(Saved entries)
******************************
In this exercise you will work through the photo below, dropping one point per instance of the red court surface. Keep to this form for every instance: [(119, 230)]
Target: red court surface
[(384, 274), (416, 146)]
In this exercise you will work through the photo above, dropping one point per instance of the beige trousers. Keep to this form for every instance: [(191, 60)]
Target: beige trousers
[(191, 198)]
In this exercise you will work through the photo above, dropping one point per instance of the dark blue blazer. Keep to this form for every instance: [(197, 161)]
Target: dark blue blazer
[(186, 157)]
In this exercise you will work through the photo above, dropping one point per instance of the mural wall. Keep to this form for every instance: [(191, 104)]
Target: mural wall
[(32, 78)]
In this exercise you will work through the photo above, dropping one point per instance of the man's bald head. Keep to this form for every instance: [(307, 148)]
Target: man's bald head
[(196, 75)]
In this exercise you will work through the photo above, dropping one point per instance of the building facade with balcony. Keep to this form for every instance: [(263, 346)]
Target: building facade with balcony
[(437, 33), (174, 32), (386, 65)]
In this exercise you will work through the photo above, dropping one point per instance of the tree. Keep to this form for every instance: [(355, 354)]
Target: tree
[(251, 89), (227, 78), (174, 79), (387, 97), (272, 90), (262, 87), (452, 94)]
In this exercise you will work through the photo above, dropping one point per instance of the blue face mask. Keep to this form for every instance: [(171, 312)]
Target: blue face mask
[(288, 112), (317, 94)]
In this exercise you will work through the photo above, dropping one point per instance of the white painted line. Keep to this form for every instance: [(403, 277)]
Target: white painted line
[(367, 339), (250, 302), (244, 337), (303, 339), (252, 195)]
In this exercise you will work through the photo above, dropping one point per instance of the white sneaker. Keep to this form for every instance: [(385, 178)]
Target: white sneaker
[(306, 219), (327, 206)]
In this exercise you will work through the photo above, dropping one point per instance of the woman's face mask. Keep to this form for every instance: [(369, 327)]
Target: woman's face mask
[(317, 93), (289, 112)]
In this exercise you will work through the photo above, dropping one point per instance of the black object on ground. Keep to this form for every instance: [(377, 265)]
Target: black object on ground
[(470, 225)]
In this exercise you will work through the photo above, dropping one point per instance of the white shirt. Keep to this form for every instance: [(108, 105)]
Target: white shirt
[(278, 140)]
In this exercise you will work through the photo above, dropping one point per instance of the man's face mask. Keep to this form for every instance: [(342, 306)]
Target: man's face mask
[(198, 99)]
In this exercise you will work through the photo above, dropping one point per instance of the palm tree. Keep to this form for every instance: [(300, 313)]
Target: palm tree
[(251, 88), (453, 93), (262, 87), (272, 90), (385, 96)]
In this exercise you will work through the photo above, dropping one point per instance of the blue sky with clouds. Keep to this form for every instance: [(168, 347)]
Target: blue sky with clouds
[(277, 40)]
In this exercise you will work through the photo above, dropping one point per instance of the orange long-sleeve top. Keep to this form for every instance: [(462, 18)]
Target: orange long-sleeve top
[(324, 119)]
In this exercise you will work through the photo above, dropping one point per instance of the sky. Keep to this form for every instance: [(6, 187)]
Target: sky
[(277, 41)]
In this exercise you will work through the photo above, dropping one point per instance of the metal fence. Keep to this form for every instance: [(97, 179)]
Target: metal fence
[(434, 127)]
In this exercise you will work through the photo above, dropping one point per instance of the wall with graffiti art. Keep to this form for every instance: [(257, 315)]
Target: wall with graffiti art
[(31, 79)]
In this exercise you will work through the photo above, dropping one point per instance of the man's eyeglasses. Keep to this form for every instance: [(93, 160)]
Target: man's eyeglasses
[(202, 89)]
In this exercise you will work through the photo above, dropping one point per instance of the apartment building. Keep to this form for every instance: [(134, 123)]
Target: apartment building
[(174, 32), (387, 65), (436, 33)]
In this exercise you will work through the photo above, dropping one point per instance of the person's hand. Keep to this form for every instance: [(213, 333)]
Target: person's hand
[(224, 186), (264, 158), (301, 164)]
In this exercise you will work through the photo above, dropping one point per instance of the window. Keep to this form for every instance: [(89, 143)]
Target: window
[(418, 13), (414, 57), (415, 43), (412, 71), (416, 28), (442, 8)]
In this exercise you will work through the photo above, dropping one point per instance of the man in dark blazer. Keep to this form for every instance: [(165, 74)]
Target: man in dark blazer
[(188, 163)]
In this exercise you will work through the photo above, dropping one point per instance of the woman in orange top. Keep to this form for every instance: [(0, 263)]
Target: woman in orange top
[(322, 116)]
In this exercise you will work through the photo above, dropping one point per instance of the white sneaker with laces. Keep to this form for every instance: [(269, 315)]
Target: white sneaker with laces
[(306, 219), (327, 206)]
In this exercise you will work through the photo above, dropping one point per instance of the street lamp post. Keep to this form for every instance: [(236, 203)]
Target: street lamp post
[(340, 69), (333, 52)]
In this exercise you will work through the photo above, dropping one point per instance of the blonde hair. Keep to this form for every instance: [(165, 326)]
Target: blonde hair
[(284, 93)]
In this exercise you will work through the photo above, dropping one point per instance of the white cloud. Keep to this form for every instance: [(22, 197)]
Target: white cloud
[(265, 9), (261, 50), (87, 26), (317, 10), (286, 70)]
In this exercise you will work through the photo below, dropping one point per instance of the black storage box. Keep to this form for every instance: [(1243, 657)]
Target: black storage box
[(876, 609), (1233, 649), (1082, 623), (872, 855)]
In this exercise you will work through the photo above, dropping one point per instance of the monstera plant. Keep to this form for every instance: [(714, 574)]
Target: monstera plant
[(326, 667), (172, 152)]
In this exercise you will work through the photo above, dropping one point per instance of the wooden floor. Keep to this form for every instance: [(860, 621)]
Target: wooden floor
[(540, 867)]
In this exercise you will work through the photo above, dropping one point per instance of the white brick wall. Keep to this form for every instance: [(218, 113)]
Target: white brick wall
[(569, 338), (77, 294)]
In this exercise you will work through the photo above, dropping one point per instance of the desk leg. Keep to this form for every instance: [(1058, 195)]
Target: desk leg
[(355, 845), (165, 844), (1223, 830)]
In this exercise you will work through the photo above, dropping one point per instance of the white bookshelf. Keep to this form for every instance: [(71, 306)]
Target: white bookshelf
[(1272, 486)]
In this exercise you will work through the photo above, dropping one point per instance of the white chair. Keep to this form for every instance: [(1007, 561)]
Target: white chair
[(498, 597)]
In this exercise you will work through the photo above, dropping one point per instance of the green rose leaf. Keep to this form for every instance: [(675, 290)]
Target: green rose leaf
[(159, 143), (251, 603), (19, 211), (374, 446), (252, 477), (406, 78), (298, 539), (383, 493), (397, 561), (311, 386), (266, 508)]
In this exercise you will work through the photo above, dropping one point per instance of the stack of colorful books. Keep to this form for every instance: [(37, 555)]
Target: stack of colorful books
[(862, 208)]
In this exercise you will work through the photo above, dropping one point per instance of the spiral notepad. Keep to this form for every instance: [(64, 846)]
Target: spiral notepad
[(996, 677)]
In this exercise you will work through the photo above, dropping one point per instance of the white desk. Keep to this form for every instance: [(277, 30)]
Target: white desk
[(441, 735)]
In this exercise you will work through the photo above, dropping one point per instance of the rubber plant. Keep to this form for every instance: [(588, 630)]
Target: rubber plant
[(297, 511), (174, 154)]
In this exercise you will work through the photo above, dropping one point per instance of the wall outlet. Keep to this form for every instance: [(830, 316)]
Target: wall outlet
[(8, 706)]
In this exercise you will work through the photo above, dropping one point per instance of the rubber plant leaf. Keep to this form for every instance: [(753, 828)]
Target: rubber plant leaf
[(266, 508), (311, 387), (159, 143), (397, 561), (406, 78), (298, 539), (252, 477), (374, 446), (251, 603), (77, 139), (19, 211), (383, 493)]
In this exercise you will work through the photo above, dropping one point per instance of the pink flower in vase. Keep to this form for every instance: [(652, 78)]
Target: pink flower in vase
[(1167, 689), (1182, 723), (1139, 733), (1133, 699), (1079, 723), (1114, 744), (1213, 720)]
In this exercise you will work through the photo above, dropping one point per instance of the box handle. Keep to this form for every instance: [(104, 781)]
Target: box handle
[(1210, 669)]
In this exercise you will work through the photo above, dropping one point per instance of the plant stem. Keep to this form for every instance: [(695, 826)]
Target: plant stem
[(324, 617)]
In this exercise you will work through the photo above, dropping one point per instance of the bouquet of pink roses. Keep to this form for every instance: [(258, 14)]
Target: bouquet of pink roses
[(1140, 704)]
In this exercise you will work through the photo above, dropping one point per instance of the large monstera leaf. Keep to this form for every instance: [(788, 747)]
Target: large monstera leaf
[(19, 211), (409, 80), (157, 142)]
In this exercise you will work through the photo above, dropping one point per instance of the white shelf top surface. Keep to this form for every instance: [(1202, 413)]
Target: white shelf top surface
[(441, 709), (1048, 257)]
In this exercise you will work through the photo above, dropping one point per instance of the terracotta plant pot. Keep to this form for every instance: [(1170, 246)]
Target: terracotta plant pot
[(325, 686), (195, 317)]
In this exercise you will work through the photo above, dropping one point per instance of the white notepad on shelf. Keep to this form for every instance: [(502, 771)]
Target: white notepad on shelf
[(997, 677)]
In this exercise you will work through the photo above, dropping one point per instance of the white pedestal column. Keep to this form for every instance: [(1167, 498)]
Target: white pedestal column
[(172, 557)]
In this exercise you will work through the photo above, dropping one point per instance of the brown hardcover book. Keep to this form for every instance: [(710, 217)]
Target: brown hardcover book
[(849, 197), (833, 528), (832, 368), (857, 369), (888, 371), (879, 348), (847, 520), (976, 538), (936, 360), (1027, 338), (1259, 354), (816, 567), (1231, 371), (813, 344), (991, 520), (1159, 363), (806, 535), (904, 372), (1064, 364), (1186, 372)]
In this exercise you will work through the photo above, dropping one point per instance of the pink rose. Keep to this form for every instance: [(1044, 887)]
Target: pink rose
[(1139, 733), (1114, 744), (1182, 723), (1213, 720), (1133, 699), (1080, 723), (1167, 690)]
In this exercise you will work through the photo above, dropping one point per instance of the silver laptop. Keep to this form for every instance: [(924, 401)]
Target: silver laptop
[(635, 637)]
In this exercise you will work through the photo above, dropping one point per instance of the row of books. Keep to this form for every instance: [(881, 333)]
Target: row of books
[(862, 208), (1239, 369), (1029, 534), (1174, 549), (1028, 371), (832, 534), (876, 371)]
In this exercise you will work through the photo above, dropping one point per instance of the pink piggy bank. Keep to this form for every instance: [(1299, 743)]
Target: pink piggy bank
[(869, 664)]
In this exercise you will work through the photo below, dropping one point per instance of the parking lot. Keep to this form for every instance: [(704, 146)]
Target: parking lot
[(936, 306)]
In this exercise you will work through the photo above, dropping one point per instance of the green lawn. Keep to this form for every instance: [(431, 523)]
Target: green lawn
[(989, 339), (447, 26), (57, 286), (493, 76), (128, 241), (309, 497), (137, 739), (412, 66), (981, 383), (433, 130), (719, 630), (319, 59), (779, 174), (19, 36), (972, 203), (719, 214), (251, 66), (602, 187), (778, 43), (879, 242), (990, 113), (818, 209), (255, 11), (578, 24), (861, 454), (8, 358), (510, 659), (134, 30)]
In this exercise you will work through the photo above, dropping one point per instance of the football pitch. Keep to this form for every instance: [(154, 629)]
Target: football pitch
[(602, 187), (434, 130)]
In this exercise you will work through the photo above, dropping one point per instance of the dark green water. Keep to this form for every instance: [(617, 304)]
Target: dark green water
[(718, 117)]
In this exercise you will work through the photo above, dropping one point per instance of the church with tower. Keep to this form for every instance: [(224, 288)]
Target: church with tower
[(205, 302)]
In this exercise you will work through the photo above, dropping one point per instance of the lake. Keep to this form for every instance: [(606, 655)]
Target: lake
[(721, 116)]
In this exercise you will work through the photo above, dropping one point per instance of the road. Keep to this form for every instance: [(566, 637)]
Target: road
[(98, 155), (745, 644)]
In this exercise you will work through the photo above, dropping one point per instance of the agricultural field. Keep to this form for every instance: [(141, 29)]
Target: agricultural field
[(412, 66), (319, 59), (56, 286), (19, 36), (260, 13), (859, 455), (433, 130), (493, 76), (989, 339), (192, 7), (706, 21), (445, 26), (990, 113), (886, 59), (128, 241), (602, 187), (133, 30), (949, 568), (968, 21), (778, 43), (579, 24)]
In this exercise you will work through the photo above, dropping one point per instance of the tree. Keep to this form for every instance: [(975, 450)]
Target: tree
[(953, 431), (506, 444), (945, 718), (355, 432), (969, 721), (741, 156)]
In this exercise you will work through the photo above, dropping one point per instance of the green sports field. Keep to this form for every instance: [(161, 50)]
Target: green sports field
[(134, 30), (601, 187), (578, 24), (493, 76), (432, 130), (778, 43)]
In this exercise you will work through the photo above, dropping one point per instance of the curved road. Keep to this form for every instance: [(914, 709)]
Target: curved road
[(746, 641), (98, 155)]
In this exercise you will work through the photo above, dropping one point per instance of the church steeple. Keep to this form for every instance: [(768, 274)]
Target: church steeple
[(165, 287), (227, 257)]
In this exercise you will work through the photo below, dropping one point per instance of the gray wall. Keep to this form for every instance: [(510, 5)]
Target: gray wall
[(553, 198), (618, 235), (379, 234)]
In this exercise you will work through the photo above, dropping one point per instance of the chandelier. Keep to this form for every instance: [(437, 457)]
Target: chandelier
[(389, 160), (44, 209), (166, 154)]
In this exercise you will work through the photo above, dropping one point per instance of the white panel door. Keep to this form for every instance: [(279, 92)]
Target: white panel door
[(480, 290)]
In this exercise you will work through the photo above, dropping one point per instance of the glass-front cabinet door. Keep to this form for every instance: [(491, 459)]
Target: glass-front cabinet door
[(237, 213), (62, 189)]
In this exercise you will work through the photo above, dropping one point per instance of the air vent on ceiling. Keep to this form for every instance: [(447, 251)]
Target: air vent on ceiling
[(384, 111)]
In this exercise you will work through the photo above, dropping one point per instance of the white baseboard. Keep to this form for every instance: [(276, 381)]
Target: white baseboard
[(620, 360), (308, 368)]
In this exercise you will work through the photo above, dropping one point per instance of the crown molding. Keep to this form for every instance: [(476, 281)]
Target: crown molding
******************************
- **Your task**: Return each line of the data that contains the string "below".

- **The answer**:
In this exercise you will work through the photo below, dropping one point per instance of the red court surface. Keep to this form for every instance: [(119, 230)]
In this exercise you will work through the photo below, dropping one point per instance of the black storage box. Keep to this form for every instance: [(1243, 657)]
In this exercise you will work through the photo below, dropping one point per instance of the parking lot. Keep to this form for every instance: [(704, 146)]
In this exercise you will work through the photo below, dropping one point per instance of the gray wall. Keep to this form for every instance: [(510, 5)]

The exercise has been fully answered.